## [Text]

-=-=-

The Kupferstichkabinett (Museum of Prints and Drawings) presides over excellent collections of Italian, early German, and Netherlandish drawings whose scope and quality is unsurpassed. The museum boasts rich holdings of works by Sandro Botticelli, Albrecht Dürer, Albrecht Altdorfer and Matthias Grünewald, Hieronymus Bosch, Pieter Bruegel and Rembrandt, Claude Lorrain and Jean-Antoine Watteau, Giovanni Battista Tiepolo, Daniel Chodowiecki and Francisco de Goya. There is furthermore no better place to study German draughtsmanship of the 19th century. This area of the collection includes a large group of drawings by Caspar David Friedrich and Carl Blechen, as well as the private collections of Karl Friedrich Schinkel and Adolph Menzel.

-=-=-

## [Work to complete]
- 1) In the passage on the Kupferstichkabinett, which two private collections belong to its 19th-century German holdings?
- 2) Continue the passage on the Kupferstichkabinett, starting after its final sentence.

-=-=-

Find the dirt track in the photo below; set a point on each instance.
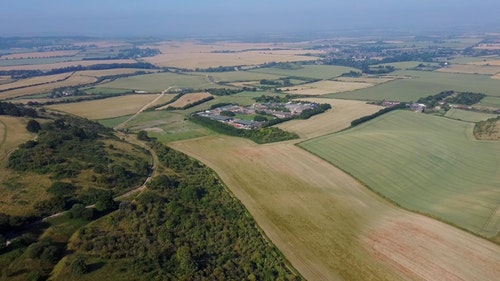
(329, 226)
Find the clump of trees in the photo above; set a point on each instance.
(68, 146)
(367, 118)
(261, 135)
(463, 98)
(185, 226)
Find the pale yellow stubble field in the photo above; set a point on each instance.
(187, 99)
(326, 87)
(107, 108)
(192, 55)
(50, 66)
(36, 55)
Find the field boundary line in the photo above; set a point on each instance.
(394, 203)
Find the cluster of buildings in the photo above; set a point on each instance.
(269, 110)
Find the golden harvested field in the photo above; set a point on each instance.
(35, 81)
(102, 43)
(372, 80)
(335, 119)
(107, 108)
(487, 62)
(5, 79)
(488, 46)
(191, 55)
(74, 80)
(187, 99)
(329, 226)
(326, 87)
(471, 69)
(37, 55)
(50, 66)
(110, 72)
(13, 133)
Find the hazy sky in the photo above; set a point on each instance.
(198, 17)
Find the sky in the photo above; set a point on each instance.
(238, 17)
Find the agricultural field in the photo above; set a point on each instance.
(50, 66)
(424, 163)
(325, 87)
(193, 55)
(468, 116)
(74, 80)
(37, 55)
(160, 81)
(323, 72)
(188, 99)
(423, 84)
(471, 69)
(35, 81)
(329, 226)
(239, 76)
(107, 108)
(336, 119)
(490, 102)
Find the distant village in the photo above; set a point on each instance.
(234, 115)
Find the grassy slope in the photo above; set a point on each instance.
(424, 163)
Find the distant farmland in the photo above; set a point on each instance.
(107, 108)
(160, 81)
(423, 163)
(424, 83)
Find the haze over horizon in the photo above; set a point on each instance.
(197, 18)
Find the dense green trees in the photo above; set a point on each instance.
(33, 126)
(185, 226)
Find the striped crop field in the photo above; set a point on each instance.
(107, 108)
(330, 227)
(424, 163)
(308, 71)
(423, 84)
(160, 81)
(468, 116)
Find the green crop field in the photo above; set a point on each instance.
(160, 81)
(425, 83)
(468, 116)
(491, 101)
(37, 61)
(424, 163)
(309, 71)
(407, 64)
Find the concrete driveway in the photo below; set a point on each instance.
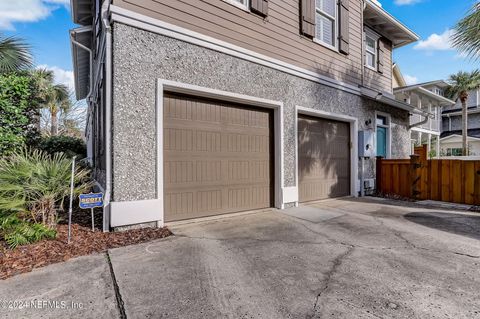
(335, 259)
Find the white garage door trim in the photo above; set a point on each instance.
(178, 87)
(353, 138)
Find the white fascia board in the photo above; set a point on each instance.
(383, 13)
(157, 26)
(443, 100)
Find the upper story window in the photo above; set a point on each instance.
(326, 22)
(438, 91)
(371, 49)
(370, 52)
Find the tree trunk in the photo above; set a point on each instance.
(464, 128)
(54, 122)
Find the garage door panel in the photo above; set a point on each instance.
(323, 158)
(217, 157)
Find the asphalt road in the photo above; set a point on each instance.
(335, 259)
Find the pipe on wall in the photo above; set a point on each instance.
(108, 114)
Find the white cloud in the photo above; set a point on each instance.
(61, 76)
(410, 80)
(436, 42)
(406, 2)
(12, 11)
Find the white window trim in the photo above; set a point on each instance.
(374, 36)
(245, 6)
(316, 39)
(388, 126)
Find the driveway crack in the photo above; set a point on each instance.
(118, 296)
(337, 262)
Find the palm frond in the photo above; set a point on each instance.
(14, 55)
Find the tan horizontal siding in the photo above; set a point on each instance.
(277, 36)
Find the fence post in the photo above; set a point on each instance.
(414, 177)
(378, 175)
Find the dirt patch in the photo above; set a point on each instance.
(84, 242)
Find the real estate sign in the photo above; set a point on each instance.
(91, 200)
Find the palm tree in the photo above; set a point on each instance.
(466, 34)
(14, 54)
(55, 97)
(460, 84)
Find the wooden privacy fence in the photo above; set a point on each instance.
(456, 181)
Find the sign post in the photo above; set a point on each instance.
(71, 201)
(90, 201)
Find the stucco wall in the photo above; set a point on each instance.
(141, 57)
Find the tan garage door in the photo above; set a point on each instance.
(323, 158)
(217, 157)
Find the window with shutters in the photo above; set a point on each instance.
(371, 49)
(326, 12)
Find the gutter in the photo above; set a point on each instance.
(444, 100)
(393, 20)
(108, 113)
(381, 97)
(424, 121)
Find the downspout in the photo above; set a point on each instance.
(90, 55)
(108, 114)
(362, 67)
(90, 78)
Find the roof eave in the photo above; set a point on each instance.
(408, 36)
(380, 97)
(78, 17)
(443, 100)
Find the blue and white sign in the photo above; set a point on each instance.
(91, 200)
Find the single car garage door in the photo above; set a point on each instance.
(323, 158)
(218, 157)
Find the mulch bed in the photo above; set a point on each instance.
(395, 197)
(83, 242)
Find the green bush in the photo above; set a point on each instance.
(70, 146)
(18, 112)
(34, 185)
(17, 232)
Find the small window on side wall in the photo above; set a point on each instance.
(240, 3)
(371, 49)
(371, 52)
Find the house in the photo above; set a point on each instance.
(429, 97)
(451, 138)
(200, 108)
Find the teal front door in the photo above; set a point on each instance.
(382, 141)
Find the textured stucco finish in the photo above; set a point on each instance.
(141, 57)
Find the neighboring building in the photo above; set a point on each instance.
(429, 97)
(451, 139)
(200, 108)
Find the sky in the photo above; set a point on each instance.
(44, 24)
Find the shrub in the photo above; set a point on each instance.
(17, 232)
(18, 112)
(70, 146)
(34, 185)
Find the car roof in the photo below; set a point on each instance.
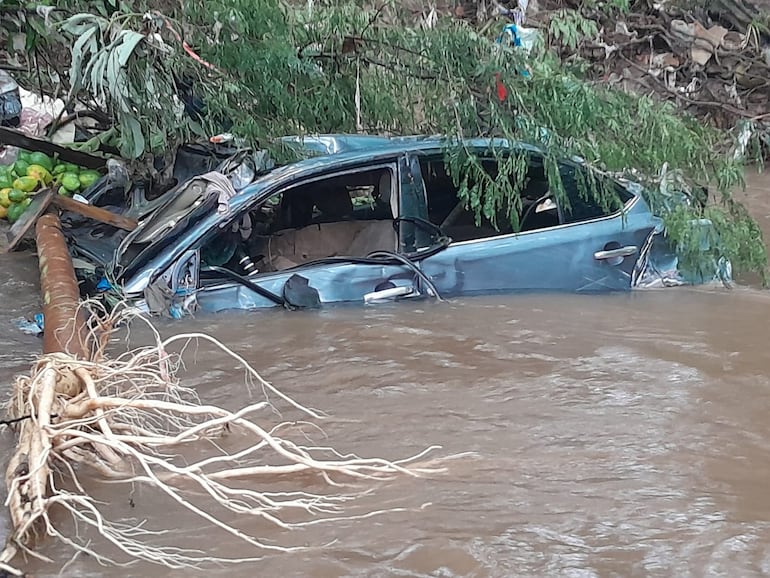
(345, 150)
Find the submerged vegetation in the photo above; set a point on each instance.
(261, 69)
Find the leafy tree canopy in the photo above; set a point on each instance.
(267, 68)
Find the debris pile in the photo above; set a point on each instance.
(714, 64)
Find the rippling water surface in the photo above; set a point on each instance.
(620, 435)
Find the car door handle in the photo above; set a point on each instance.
(626, 251)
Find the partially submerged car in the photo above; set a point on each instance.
(366, 219)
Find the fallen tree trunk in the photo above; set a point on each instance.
(81, 413)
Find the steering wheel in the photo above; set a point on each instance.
(427, 226)
(530, 210)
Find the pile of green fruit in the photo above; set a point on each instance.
(34, 171)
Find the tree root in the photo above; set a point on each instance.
(125, 420)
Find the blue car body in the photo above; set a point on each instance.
(417, 237)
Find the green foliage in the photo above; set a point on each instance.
(338, 66)
(570, 28)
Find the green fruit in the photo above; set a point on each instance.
(70, 181)
(41, 159)
(20, 167)
(88, 178)
(17, 196)
(27, 184)
(15, 211)
(39, 173)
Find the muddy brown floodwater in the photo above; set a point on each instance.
(614, 435)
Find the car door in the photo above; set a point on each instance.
(321, 279)
(582, 251)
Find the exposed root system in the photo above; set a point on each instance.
(128, 420)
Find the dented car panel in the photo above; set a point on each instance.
(367, 219)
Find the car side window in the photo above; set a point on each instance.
(458, 221)
(345, 214)
(581, 205)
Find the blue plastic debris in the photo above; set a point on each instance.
(30, 327)
(103, 285)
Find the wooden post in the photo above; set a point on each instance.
(64, 329)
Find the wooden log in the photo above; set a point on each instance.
(96, 213)
(64, 323)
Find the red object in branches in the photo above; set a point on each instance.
(502, 92)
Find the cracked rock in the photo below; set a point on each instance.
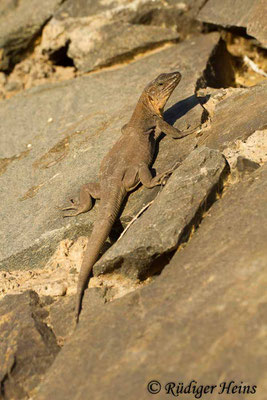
(247, 14)
(28, 346)
(61, 132)
(160, 229)
(205, 316)
(20, 22)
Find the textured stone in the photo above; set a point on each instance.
(20, 22)
(235, 117)
(162, 227)
(60, 133)
(204, 318)
(249, 14)
(28, 347)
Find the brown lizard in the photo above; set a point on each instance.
(124, 167)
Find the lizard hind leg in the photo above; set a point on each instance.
(88, 192)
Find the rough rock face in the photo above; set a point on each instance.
(209, 305)
(249, 14)
(164, 224)
(61, 132)
(185, 296)
(28, 347)
(96, 34)
(235, 117)
(20, 22)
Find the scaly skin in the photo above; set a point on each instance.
(124, 167)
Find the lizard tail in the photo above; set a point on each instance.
(108, 211)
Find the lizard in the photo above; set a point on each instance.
(126, 165)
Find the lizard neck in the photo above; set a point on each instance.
(145, 112)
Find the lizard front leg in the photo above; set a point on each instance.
(88, 192)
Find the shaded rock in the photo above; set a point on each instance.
(20, 22)
(95, 34)
(235, 117)
(168, 219)
(62, 312)
(245, 167)
(60, 133)
(247, 14)
(257, 24)
(110, 42)
(204, 318)
(253, 148)
(28, 346)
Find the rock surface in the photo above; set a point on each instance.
(203, 319)
(162, 227)
(61, 132)
(235, 117)
(249, 14)
(96, 34)
(20, 22)
(28, 346)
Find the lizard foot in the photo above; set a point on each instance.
(73, 206)
(78, 207)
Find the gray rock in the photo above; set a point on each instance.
(96, 34)
(20, 22)
(257, 24)
(111, 42)
(58, 135)
(204, 318)
(236, 116)
(245, 167)
(249, 14)
(28, 346)
(162, 227)
(62, 312)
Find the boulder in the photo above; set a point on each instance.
(58, 135)
(248, 14)
(20, 23)
(171, 216)
(203, 319)
(28, 345)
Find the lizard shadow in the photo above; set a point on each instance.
(179, 109)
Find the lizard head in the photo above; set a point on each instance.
(159, 90)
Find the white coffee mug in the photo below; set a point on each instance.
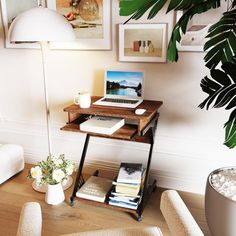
(83, 100)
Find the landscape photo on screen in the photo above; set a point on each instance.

-=-=-

## [Task-by-task results]
- 1) Those of Karl Friedrich Schinkel and Adolph Menzel.

- 2)
Printmaking from all periods and schools is represented in the museum´s collections in an overwhelming quality, scope, and diversity. Particular highlights in our holdings are formed by works from the high-modern period, with Edvard Munch, Ernst Ludwig Kirchner, and Pablo Picasso, the art of the postwar period, with Alberto Giacometti, Pop art with Richard Hamilton, Andy Warhol, Jasper Johns, and Frank Stella, and Conceptual art and Minimal art. A new and emerging strength in the collection is in the area of contemporary art, with ongoing accessions by internationally important artists active in Berlin.
Works of art on paper react particularly sensitively to light. For this reason, and due to the sheer scale of the collection, the museum’s works are not on permanent display. The Kupferstichkabinett instead holds temporary exhibitions and displays of works from its collection. In addition, visitors are invited to study original artworks of their choice in the study room.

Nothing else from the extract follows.